## EXERCISE BRIEF
Could you rescale the records below by repeating every line, requests included, with each point coordinate in the answers multiplied by 1.05 and rounded to a whole number (halves rounded up), and leave the numbers in the requests and their format samples unchanged?

=== EXERCISE MATERIALS ===

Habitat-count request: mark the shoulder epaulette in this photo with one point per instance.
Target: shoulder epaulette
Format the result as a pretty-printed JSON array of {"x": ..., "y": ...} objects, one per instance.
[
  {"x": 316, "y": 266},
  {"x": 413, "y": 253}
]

===

## PROBLEM SOLUTION
Habitat-count request: mark the shoulder epaulette in this photo with one point per instance.
Target: shoulder epaulette
Format the result as a pretty-printed JSON array of {"x": ..., "y": ...} objects, one per instance.
[
  {"x": 332, "y": 279},
  {"x": 434, "y": 266}
]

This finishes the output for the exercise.